┌─ SUPPLIED TEXT

In a recent interview about her newest La Sera record, Music For Listening To Music To, Katy Goodman (formerly of Vivian Girls) said, “My friend told me once, ‘A song is a song and then it can wear a lot of different outfits.’ Production is the outfit you put onto the song.” Her latest project with Greta Morgan of Springtime CarnivoreTake It, It’s Yours, dresses 10 classic punk songs from artists like Wipers, the Gun Club, and Blondie in gorgeous, shimmering hues that sparkle and wink with double entendre.

This is not just a collection of covers. Goodman and Morgan have stripped these songs bare, repositioning them such that even the slightest change in vocal affectation yields a tremendous rush of new meaning. Opener “Over the Edge” finds the duo channelling Wipers through layers of dreamy guitar pop. It doesn’t lose any of the original’s biting rebelliousness, though here the stillness surrounding the phrase “push me over the edge” feels less like a dare and more like a lament. “Don’t do the things you do/ Don’t have to oblige you/ Make choices on my own/ Don’t buy their trite and drone,” they sing. Bad Brains’ “Pay to Cum” burns slow against droning organ as Goodman croons, “And so it’s now we choose to fight/ To stick up for our bloody right/ The right to sing, the right to dance/ The right is ours … We’ll take the chance.” Intentional or not, verses like these play like a big ol’ “fuck you” to any who would foolishly assert that these musicians aren’t “punk” enough.

└─

- REQUIRED ACTIONS:
1 – Say whether each statement agrees with the album review, answering yes or no and quoting the deciding words of the review: (a) The new project covers 10 classic punk songs. (b) Greta Morgan sings lead on the cover of "Pay to Cum." (c) Katy Goodman was formerly a member of Wipers.
2 – Output the stretch of the album review from "In a recent" through "with double entendre.", word for word.

┌─ EXTRACTED DATA

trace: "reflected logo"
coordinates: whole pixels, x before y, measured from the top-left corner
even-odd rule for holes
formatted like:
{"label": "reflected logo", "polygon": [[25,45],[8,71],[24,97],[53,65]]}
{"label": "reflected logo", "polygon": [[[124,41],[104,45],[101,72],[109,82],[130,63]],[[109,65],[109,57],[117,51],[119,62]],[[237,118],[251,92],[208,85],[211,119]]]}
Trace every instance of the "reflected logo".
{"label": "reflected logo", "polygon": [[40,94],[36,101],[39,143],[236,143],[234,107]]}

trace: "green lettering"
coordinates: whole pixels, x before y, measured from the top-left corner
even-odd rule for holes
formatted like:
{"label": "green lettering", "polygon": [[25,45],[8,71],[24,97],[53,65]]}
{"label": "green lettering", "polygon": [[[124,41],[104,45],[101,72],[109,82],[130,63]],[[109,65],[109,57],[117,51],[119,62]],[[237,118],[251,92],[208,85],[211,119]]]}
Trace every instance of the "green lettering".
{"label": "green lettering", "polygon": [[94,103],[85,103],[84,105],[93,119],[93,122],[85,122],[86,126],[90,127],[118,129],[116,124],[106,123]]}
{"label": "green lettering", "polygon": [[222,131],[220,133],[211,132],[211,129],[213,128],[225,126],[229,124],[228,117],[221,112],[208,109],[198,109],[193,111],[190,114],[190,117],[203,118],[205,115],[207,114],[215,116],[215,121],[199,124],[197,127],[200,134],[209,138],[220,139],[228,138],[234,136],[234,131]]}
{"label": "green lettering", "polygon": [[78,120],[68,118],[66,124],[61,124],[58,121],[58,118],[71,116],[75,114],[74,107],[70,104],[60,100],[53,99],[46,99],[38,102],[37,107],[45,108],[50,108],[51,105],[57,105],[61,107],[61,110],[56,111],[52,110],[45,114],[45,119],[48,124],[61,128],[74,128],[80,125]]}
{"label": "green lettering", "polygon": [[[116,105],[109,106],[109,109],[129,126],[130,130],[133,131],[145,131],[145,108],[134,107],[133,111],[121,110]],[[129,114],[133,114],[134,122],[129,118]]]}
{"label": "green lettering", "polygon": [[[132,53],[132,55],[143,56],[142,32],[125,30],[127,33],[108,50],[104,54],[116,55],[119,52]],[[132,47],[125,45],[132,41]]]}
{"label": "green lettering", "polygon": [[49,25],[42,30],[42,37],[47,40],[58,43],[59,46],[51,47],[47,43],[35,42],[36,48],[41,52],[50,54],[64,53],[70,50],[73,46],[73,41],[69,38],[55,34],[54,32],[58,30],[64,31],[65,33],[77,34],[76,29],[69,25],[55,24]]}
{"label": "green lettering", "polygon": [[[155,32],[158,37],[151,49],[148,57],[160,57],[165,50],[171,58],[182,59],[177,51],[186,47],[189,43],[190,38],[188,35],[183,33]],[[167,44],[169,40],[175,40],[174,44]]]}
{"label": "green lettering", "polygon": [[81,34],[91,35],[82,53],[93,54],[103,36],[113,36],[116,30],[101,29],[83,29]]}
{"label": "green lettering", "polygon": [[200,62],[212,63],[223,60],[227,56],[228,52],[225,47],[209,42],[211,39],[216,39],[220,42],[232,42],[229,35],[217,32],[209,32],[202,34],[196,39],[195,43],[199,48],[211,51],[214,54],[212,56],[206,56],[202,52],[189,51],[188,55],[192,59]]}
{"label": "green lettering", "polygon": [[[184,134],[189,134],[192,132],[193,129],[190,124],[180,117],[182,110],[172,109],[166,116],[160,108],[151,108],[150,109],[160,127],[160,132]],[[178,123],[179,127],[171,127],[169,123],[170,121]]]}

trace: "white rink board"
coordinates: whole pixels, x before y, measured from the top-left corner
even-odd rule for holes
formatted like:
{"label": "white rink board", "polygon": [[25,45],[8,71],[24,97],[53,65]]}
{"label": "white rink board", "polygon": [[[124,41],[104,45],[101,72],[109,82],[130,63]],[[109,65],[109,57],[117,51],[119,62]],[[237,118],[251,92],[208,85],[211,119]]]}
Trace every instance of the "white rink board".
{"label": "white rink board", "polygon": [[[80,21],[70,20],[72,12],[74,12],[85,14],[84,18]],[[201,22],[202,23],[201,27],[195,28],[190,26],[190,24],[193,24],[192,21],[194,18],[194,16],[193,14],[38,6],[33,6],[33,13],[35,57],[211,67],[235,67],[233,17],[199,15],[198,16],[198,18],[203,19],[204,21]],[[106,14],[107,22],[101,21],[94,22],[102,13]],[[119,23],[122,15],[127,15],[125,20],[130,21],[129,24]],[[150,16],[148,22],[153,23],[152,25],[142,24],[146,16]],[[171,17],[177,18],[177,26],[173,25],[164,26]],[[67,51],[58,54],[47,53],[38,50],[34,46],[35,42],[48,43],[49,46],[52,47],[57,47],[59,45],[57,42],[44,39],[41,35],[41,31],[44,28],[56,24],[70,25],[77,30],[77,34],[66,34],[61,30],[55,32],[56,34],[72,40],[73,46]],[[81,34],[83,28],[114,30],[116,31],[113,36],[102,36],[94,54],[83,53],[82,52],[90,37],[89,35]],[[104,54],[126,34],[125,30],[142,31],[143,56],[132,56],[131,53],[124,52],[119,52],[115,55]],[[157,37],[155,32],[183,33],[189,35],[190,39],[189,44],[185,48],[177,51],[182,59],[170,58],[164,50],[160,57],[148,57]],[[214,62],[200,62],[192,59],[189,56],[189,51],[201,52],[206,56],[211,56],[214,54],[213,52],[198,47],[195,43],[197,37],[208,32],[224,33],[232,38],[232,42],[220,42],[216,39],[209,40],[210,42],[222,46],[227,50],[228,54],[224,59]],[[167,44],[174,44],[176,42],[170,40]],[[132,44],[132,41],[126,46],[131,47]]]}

└─

- RESULTS OF THE TASKS:
1 –
(a) Yes: "dresses 10 classic punk songs"
(b) No: "Bad Brains’ “Pay to Cum” burns slow against droning organ as Goodman croons"
(c) No: "Katy Goodman (formerly of Vivian Girls)"

2 –
In a recent interview about her newest La Sera record, Music For Listening To Music To, Katy Goodman (formerly of Vivian Girls) said, “My friend told me once, ‘A song is a song and then it can wear a lot of different outfits.’ Production is the outfit you put onto the song.” Her latest project with Greta Morgan of Springtime CarnivoreTake It, It’s Yours, dresses 10 classic punk songs from artists like Wipers, the Gun Club, and Blondie in gorgeous, shimmering hues that sparkle and wink with double entendre.